* **Task goal**: Set out every line of the records below as a numbered list, leaving out blank lines and omitting the pictures.

-- Start of Data for processing --

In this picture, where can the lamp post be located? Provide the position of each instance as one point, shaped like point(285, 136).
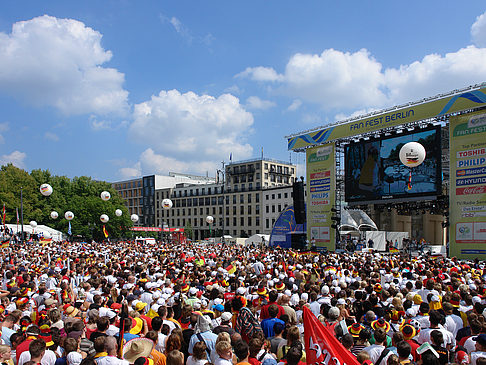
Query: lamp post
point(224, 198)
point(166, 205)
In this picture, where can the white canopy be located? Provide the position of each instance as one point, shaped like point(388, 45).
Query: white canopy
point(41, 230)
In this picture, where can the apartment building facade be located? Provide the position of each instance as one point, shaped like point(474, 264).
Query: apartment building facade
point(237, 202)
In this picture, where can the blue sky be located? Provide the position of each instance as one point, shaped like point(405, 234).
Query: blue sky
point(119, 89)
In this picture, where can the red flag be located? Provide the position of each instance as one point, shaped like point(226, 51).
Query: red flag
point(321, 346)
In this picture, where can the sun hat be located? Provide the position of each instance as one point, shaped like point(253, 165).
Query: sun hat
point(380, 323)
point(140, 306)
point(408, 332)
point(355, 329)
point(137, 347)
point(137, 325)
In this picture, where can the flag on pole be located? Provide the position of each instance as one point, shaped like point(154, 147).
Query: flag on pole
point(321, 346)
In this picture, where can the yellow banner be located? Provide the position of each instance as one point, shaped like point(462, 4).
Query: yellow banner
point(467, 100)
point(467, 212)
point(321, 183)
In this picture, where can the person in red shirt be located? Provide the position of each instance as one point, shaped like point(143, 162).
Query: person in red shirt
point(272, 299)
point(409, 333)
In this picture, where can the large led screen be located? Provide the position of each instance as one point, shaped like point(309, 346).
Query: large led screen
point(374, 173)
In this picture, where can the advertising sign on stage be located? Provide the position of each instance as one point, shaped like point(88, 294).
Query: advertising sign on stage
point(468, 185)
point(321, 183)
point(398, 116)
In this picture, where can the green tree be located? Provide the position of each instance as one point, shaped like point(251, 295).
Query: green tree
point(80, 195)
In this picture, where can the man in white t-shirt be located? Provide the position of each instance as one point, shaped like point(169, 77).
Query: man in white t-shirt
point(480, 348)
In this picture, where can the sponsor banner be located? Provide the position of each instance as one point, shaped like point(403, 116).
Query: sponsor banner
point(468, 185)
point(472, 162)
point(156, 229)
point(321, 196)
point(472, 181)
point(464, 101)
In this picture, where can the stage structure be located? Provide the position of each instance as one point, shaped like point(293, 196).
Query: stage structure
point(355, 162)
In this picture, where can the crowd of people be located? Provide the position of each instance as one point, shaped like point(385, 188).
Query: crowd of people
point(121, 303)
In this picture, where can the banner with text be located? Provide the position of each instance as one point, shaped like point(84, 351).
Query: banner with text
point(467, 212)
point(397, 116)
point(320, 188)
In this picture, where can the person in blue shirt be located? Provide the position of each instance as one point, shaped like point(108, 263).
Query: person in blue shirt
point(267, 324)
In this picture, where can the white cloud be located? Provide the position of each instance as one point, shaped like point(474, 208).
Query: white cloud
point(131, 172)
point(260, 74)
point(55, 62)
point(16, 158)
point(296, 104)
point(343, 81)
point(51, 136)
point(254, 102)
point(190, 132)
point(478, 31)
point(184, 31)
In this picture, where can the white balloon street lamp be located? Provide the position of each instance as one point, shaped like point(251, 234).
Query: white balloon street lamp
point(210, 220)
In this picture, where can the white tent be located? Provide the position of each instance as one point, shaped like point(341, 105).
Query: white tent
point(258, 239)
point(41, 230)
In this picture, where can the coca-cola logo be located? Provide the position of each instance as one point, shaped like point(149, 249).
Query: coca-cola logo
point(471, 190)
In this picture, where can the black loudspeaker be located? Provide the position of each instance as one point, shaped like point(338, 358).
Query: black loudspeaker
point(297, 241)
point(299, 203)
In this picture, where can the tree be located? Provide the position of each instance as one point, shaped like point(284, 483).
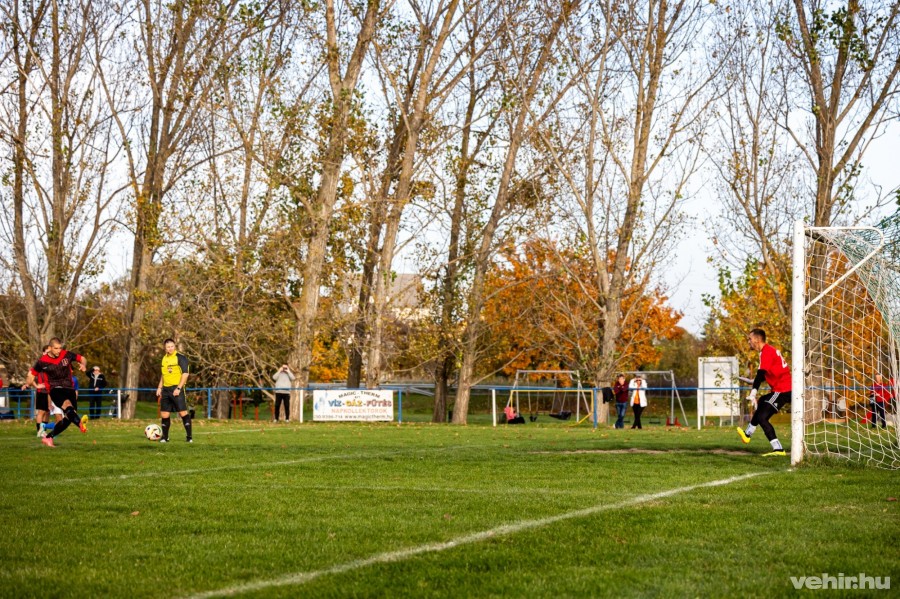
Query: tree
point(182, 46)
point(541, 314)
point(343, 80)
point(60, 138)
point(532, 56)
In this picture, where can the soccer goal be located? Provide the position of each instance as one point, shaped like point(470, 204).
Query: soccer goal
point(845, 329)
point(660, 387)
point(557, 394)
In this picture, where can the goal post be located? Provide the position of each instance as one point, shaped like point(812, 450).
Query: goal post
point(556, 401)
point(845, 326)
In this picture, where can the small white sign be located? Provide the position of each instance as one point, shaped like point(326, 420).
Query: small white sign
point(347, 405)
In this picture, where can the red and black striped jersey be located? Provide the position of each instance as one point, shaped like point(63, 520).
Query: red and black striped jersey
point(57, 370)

-- End of Data for processing --

* **Solution to this task**:
1. In this picture, where can the lamp post be located? Provide the position of each instance as one point, shaped like point(285, 136).
2. Query: lamp post
3. point(224, 198)
4. point(166, 205)
5. In this picture, where can the white canopy be located? Provide the position of each instance as one point, shaped like point(388, 45).
6. Query: white canopy
7. point(41, 230)
8. In this picture, where can the apartment building facade be located? Provide the position of each instance as one point, shaped like point(474, 264).
9. Query: apartment building facade
10. point(237, 202)
11. In this picture, where can the blue sky be located? Provide the position of each instance as one point, shaped like point(405, 234).
12. Query: blue sky
13. point(119, 89)
14. In this picture, where can the red flag be located? Provide the position of each instance as one point, shaped like point(226, 51).
15. Query: red flag
16. point(321, 346)
17. In this picture, where can the sun hat be located? Provide the position of each instance as one point, shaped like point(253, 165).
18. Query: sun hat
19. point(380, 323)
20. point(140, 306)
21. point(408, 332)
22. point(355, 329)
23. point(137, 347)
24. point(137, 325)
25. In this picture, where can the flag on pole be located? Provide the position of each instance as one point, shaped like point(154, 147).
26. Query: flag on pole
27. point(321, 346)
28. In this picture, where can the yellow banner be located? Provide the position of each instance as one point, shaped like point(462, 4).
29. Query: yellow banner
30. point(467, 100)
31. point(467, 212)
32. point(321, 183)
33. In this picture, where can the person in red shirt be located? Provide the position of each instance as one point, shaped like point(143, 162).
34. Query: person in red shirt
35. point(272, 299)
36. point(409, 333)
37. In this picture, where can the large led screen be located? Provide the position of each instance as one point, shaped like point(309, 346).
38. Query: large led screen
39. point(374, 173)
40. In this picture, where can the advertising sign on stage be located? Provide the position of each instance as one point, shaped like point(88, 294).
41. Query: advertising sign on stage
42. point(468, 185)
43. point(321, 183)
44. point(398, 116)
45. In this picture, where can the green tree be located? Provide the position of each instance as one point, shaped like point(251, 295).
46. Query: green tree
47. point(80, 195)
48. In this picture, where can the man in white t-shirt be located? Provide the position of each instance as one point, shaped like point(169, 77).
49. Query: man in white t-shirt
50. point(480, 348)
51. In this picture, where can the sponsor banner be located? Provide the position of each instance as one point, shaped like point(403, 116).
52. Query: sponsor banner
53. point(468, 185)
54. point(472, 162)
55. point(156, 229)
56. point(321, 196)
57. point(472, 181)
58. point(464, 101)
59. In this picture, where can the stage structure be located? Provide the position of each instance as one point, shaped like point(293, 196).
60. Query: stage structure
61. point(355, 162)
62. In this picture, where can the crowd of people be located? Provide the position of each instance as one point, shaped like point(385, 188).
63. Query: crowd of people
64. point(121, 303)
65. In this picture, where can the banner with text be located? Provide the position of each instance as one point, shaped like point(84, 351).
66. Query: banner with text
67. point(467, 212)
68. point(397, 116)
69. point(320, 188)
70. In this picture, where can the person in blue shirt be located? Provide the position of each instance as one point, shaped like point(108, 263).
71. Query: person in blue shirt
72. point(267, 324)
73. In this picture, where can the white cloud be located? Provide the position of each instance as one point, shaped like point(474, 208).
74. Query: white cloud
75. point(131, 172)
76. point(260, 74)
77. point(55, 62)
78. point(16, 158)
79. point(296, 104)
80. point(343, 81)
81. point(51, 136)
82. point(254, 102)
83. point(190, 132)
84. point(478, 31)
85. point(184, 31)
86. In this picture, where can the white balloon street lamp be located? Provide the position of each instance as one point, shaped like point(251, 234).
87. Query: white balloon street lamp
88. point(210, 220)
89. In this picture, where can the white tent be located? Provide the position of each instance as one point, shaped like point(341, 105).
90. Query: white tent
91. point(258, 239)
92. point(41, 230)
93. In this picture, where can the coca-cola logo be located? Provide the position of each instance as one point, shaped like point(149, 249).
94. Query: coca-cola logo
95. point(471, 190)
96. In this picture, where can the black loudspeaker be located? Provide the position of each instance as one point, shaped like point(338, 358).
97. Query: black loudspeaker
98. point(297, 241)
99. point(299, 203)
100. In this picture, where can the tree be located? Provide the position of each instance as one point, shaped like point(284, 483).
101. Query: tree
102. point(182, 46)
103. point(541, 314)
104. point(343, 80)
105. point(60, 138)
106. point(532, 56)
107. In this picture, where can the soccer goal be located? Provide the position of each instance as one point, shaped like point(470, 204).
108. Query: soccer goal
109. point(845, 329)
110. point(660, 387)
111. point(557, 394)
112. In this picture, where can the goal post be located? Provide the position of each instance as one point, shaped like point(812, 450).
113. Query: goal post
114. point(556, 401)
115. point(845, 326)
116. In this picture, where can the small white sign be located? Provide the position of each instance as one point, shaped like point(326, 420).
117. Query: small white sign
118. point(347, 405)
119. In this picture, where can the red and black striped jersey be located? Provide the position of each instance as one point, shaped like point(63, 520).
120. Query: red and black striped jersey
121. point(57, 370)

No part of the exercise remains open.